» Data records:
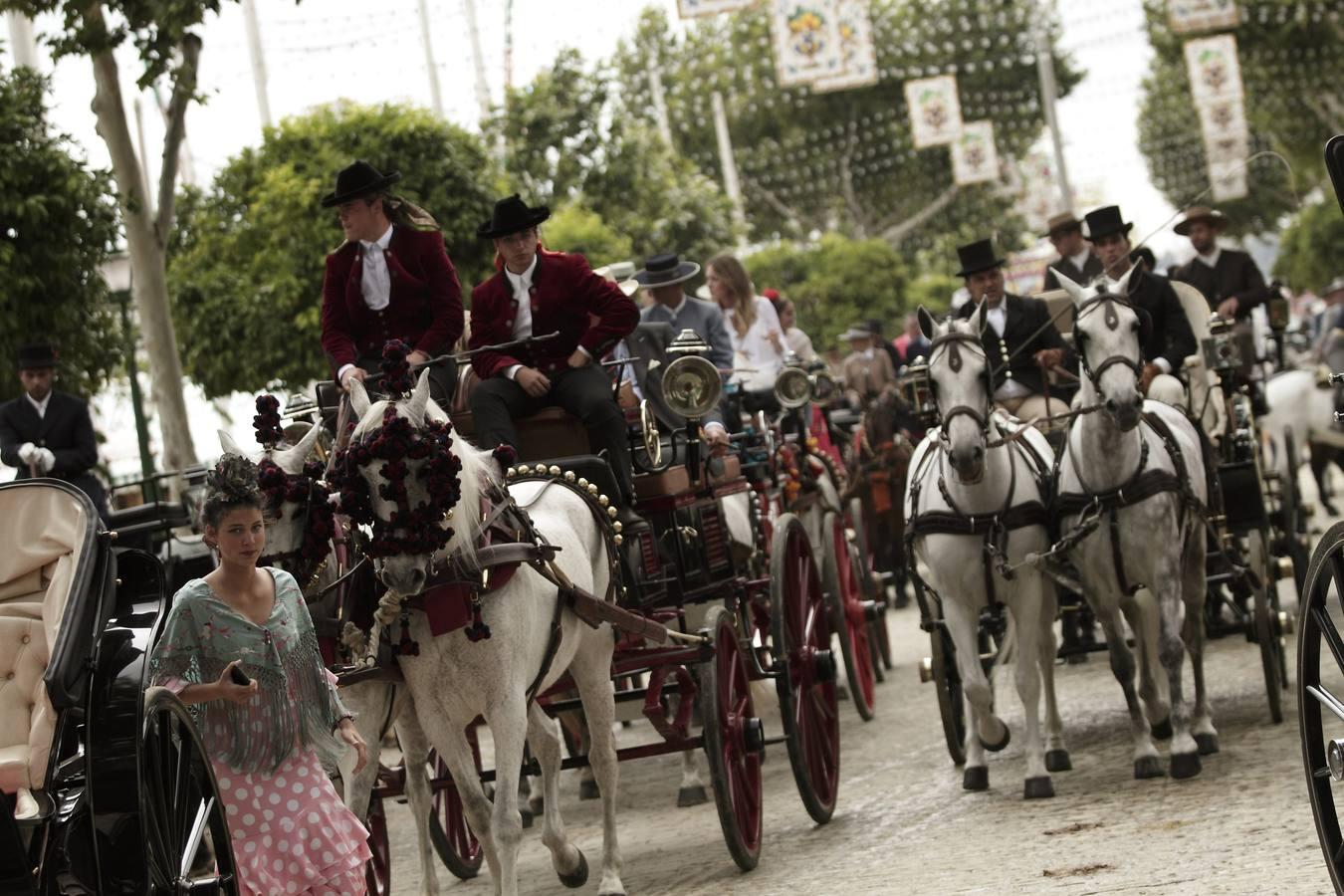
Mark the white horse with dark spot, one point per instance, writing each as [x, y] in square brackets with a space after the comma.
[968, 470]
[1144, 560]
[453, 680]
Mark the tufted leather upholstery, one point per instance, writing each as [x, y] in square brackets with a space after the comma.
[37, 569]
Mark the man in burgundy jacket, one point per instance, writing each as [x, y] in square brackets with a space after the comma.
[390, 280]
[538, 293]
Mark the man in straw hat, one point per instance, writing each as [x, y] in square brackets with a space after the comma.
[1167, 340]
[538, 293]
[1020, 340]
[49, 433]
[391, 278]
[1077, 260]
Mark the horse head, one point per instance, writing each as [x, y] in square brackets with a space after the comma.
[960, 377]
[1108, 335]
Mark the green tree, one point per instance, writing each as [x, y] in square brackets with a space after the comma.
[57, 227]
[248, 277]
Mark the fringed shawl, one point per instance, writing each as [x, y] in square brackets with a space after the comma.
[295, 706]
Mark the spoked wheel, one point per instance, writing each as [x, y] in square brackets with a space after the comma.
[849, 614]
[1320, 692]
[457, 848]
[805, 668]
[378, 871]
[733, 739]
[185, 833]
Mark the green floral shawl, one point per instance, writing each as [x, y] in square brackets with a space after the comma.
[295, 707]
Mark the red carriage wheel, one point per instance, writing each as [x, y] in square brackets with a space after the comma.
[803, 666]
[448, 830]
[733, 739]
[378, 872]
[849, 614]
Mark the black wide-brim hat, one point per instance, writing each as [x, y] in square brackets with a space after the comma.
[359, 180]
[1104, 222]
[35, 357]
[510, 216]
[665, 270]
[978, 257]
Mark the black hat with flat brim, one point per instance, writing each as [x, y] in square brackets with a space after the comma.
[978, 257]
[1105, 222]
[665, 270]
[37, 357]
[511, 215]
[359, 180]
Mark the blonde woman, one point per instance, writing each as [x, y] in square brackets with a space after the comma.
[755, 328]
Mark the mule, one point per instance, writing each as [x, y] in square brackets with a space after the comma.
[970, 489]
[454, 679]
[1144, 560]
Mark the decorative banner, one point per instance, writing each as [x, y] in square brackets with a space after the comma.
[974, 157]
[806, 41]
[1202, 15]
[857, 50]
[1214, 72]
[692, 8]
[934, 111]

» Work task:
From top to bottom, restate the records above exactly and omit every picture.

» Response for this exercise:
Mark the white horse with dark spot, one point per instance, writing each as [x, y] in square brackets with a space after the comma.
[968, 470]
[1144, 560]
[453, 680]
Mark the tufted leather upholstery, one point per instance, writing each as [x, y] in square brackets with a space after the comma.
[37, 569]
Mark the man in burgundy jacket, one point per instance, writing each as [x, y] in square brackets with a space after the comma.
[390, 280]
[538, 293]
Mark the man in straw hat, one point per instance, writing each as [x, y] in square brackets with a space after the comma.
[1167, 340]
[538, 293]
[1020, 340]
[49, 433]
[391, 278]
[1077, 260]
Mark the horse head, one point per instance, writing each as [x, y] in square brackets with a space after the comma.
[960, 377]
[1108, 335]
Mark the green tree, one point per instance, writing each as [x, y] in square brackets with a space after the comma.
[57, 227]
[248, 277]
Mark the fringed shawl, one point per instance, writing each as [x, y] in square brackets with a space after the comma.
[295, 706]
Mark the spoked wheel, one point per instance, writing each as [x, y] in square brackets with a space after the comma.
[849, 614]
[1320, 692]
[457, 848]
[805, 668]
[378, 871]
[733, 739]
[185, 833]
Mark the green floral shawl, one point per instance, writing each as [x, y] in square brackets with a space after the comma.
[295, 707]
Mark the red carriage wheel, one point per instance, writing each as [x, y] in square brackets with a space after the comma.
[803, 666]
[448, 830]
[733, 739]
[378, 872]
[849, 614]
Mark the black wide-brim hat, one point per instance, writing each as [x, y] in square brackets with a space after the comma.
[359, 180]
[1104, 222]
[35, 357]
[510, 216]
[665, 270]
[978, 257]
Mark the black hat with flat brim, one point per instance, writing each as [x, y] in square brackets with a space after the comma.
[978, 257]
[1105, 222]
[665, 270]
[37, 357]
[511, 215]
[359, 180]
Mark the blonde woman, one point per instance, writing each as [x, y] in square brackets with a space after the comma.
[755, 328]
Mark the mule, one point per instance, writing each as [x, y] in square brackets with a space after the comma.
[970, 489]
[454, 679]
[1144, 560]
Mark the decorative banner, one point per instance, writing each as [x, y] in square brackets with a space after the comma.
[974, 157]
[806, 41]
[1202, 15]
[857, 50]
[1214, 72]
[692, 8]
[934, 111]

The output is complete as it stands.